▸ What this exercise asks
1 - In the film review, how long does the movie run?
2 - Please count the lines of the records that contain the string "distant", and reply with that number alone.

▸ Article
▬▬▬▬▬▬▬▬▬▬

The Spy Who Came in from the Cold

The Criterion Collection release of The Spy Who Came in from the Cold is so immaculate that the previous Paramount release is rendered unwatchable. Paramount’s presentation turns out to be extensively speckled-white speckles in the black areas of the screen and black speckles in the white areas of the screen-as well as being grainy and having a fairly noisy soundtrack. The black-and-white picture on the Criterion release is slick, smooth and spotless, and the monophonic sound is vivid. Since Martin Ritt’s 1964 spy thriller is dependent upon mood and atmosphere to sustain its appeal as it lays the foundation of its narrative, Criterion’s version is far more involving and far more effective. It isn’t just that the movie looks and sound nicer. It’s a better movie.

Richard Burton stars as a British agent who pretends to defect in order to discredit a counterpart in East Berlin, but even that is giving away too much of the clever plot. Claire Bloom is an innocent love interest who becomes ensnared in the ruse. Running 112 minutes, the film has a casual pace, but it builds upon it effectively, so that the long conversational scenes never feel inert or aimless. It should also be noted that there is a scene set in a strip club, but unlike countless other scenes in spy movies and crime films that are set in strip clubs, the characters are truly peeling off layers of truth and teasing one another during their meeting as the stripper does her thing behind them.

The film appears on the first platter and is accompanied by optional English subtitles and a trailer. The picture is in letterboxed format only, with an aspect ratio of about 1.85:l and an accommodation for enhanced 16:9 playback.

▬▬▬▬▬▬▬▬▬▬

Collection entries
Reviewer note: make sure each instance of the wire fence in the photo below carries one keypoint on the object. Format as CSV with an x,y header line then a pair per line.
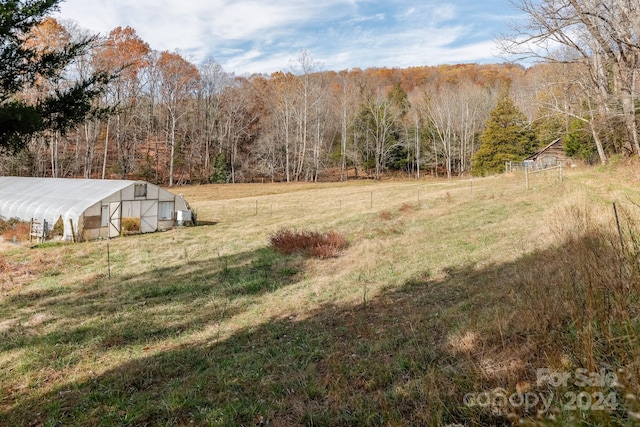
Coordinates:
x,y
332,202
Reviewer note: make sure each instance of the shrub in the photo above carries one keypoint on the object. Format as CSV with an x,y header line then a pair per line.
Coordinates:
x,y
309,243
409,207
14,228
130,225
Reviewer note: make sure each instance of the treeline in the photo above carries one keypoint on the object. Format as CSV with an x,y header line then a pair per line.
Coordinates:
x,y
169,121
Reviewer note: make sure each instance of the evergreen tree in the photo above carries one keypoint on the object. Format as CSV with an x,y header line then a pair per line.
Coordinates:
x,y
23,65
507,137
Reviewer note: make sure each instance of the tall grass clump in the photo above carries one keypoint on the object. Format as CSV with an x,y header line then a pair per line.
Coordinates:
x,y
576,307
308,243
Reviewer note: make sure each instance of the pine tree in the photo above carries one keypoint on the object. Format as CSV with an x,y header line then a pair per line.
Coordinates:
x,y
507,137
23,65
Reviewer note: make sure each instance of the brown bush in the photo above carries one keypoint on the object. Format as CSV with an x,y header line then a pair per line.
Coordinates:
x,y
4,265
409,207
307,242
15,228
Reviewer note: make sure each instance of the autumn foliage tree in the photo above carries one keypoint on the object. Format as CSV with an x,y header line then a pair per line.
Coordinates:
x,y
25,64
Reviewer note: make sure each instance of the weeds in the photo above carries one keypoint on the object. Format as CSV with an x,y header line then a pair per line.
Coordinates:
x,y
309,243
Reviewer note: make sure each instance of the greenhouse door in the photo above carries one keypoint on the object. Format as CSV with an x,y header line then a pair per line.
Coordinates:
x,y
115,217
149,216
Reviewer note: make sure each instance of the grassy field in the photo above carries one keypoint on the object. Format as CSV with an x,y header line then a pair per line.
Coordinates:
x,y
450,298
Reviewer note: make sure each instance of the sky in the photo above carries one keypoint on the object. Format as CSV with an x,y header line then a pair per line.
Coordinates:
x,y
264,36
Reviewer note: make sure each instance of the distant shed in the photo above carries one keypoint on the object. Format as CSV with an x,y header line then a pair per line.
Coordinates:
x,y
89,208
551,155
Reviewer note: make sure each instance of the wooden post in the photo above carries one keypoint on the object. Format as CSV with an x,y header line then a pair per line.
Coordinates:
x,y
73,232
615,212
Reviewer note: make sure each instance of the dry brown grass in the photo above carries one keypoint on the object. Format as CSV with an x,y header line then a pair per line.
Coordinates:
x,y
308,242
473,289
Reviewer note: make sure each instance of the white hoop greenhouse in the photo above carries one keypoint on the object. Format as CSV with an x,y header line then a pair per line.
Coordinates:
x,y
89,208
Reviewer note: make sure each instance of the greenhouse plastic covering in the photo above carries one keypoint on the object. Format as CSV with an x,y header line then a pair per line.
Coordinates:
x,y
51,198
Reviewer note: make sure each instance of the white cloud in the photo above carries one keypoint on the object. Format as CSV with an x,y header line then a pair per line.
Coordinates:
x,y
248,36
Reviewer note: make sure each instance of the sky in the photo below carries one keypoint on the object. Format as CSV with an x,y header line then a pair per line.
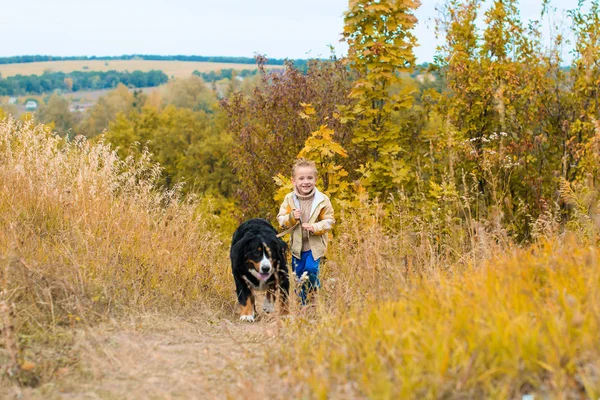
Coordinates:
x,y
277,28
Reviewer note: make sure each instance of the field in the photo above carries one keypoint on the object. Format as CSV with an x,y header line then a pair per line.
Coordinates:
x,y
112,288
175,69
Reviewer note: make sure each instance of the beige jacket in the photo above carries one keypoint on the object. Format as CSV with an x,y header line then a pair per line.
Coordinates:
x,y
321,218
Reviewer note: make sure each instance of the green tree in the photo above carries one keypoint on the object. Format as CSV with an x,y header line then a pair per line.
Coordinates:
x,y
381,44
57,112
106,109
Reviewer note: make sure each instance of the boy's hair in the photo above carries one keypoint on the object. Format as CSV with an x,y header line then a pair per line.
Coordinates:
x,y
303,162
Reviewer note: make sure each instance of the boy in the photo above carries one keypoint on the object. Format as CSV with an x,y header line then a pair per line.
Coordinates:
x,y
310,213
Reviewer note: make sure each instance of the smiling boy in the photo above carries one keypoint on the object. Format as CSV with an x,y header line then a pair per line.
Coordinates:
x,y
310,213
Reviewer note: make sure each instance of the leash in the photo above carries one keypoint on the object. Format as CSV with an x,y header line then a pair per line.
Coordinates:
x,y
280,234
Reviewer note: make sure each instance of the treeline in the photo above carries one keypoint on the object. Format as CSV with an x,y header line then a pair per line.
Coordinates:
x,y
78,80
228,73
153,57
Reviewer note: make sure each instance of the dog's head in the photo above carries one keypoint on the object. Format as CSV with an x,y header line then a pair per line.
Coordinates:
x,y
261,256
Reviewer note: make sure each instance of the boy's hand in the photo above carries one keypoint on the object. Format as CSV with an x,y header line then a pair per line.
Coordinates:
x,y
308,227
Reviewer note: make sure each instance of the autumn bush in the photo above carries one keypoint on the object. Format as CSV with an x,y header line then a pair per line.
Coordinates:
x,y
85,233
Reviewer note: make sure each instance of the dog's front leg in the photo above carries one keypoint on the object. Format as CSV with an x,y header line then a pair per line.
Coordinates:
x,y
245,301
269,304
283,285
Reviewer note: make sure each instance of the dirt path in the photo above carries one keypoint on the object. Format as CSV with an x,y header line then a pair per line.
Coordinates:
x,y
158,357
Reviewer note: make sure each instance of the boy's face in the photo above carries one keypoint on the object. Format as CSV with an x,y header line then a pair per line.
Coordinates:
x,y
304,180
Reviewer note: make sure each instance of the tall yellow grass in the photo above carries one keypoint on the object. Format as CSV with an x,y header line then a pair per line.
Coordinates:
x,y
527,322
84,233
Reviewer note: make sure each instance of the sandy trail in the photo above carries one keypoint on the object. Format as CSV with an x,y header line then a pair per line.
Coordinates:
x,y
158,357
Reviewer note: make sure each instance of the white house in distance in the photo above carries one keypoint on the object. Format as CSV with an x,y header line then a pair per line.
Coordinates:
x,y
31,105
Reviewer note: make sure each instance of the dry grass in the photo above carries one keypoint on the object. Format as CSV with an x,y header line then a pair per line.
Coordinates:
x,y
525,323
177,69
413,304
84,235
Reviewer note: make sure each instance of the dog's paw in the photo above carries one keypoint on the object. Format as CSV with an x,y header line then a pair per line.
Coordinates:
x,y
268,306
247,318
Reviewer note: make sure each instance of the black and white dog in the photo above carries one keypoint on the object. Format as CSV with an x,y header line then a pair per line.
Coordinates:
x,y
258,262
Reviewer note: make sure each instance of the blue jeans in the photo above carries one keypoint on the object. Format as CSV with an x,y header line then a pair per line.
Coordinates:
x,y
306,264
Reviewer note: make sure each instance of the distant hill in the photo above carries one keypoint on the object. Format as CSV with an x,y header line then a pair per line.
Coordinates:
x,y
150,57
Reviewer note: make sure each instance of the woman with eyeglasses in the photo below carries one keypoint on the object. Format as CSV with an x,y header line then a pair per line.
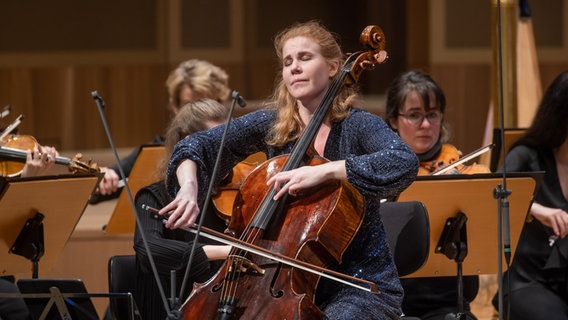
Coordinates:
x,y
415,110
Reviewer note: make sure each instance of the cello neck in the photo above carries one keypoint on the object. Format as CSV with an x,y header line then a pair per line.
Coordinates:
x,y
18,155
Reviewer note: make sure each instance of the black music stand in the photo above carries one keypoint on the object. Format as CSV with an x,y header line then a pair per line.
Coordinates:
x,y
54,299
464,221
510,135
32,207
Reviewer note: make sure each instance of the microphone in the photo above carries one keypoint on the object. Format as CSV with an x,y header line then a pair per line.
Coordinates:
x,y
240,100
98,99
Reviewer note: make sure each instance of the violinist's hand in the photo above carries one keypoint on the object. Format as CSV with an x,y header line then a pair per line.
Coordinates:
x,y
39,161
555,218
109,182
183,210
294,181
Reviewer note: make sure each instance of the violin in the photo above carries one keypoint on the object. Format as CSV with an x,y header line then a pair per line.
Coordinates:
x,y
450,155
13,156
315,227
225,196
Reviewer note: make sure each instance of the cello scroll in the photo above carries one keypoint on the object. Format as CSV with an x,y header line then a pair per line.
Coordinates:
x,y
373,38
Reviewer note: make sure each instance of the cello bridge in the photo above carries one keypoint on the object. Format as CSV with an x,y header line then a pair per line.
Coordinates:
x,y
245,265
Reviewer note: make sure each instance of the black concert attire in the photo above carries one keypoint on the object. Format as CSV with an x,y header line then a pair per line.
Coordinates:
x,y
170,250
537,277
378,164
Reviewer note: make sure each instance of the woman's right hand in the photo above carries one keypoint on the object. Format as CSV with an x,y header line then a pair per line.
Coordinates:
x,y
183,210
109,182
555,218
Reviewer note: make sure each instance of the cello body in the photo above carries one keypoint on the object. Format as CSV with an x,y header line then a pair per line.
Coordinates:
x,y
317,234
315,226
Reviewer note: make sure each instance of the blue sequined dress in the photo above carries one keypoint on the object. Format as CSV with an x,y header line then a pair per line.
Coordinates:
x,y
379,165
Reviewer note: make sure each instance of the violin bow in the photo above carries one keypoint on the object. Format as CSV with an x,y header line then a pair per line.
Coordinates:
x,y
464,159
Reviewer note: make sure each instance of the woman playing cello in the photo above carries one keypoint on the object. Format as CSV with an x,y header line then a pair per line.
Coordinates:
x,y
415,110
360,147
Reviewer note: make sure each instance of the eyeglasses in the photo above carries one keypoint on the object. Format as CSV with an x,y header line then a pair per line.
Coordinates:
x,y
416,118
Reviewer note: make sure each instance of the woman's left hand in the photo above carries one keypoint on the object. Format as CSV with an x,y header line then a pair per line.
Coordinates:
x,y
39,161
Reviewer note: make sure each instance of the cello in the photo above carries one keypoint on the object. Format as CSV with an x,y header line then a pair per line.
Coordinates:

▬▬▬▬▬▬▬▬▬▬

▸ Answers to the exercise
1 - 112 minutes.

2 - 2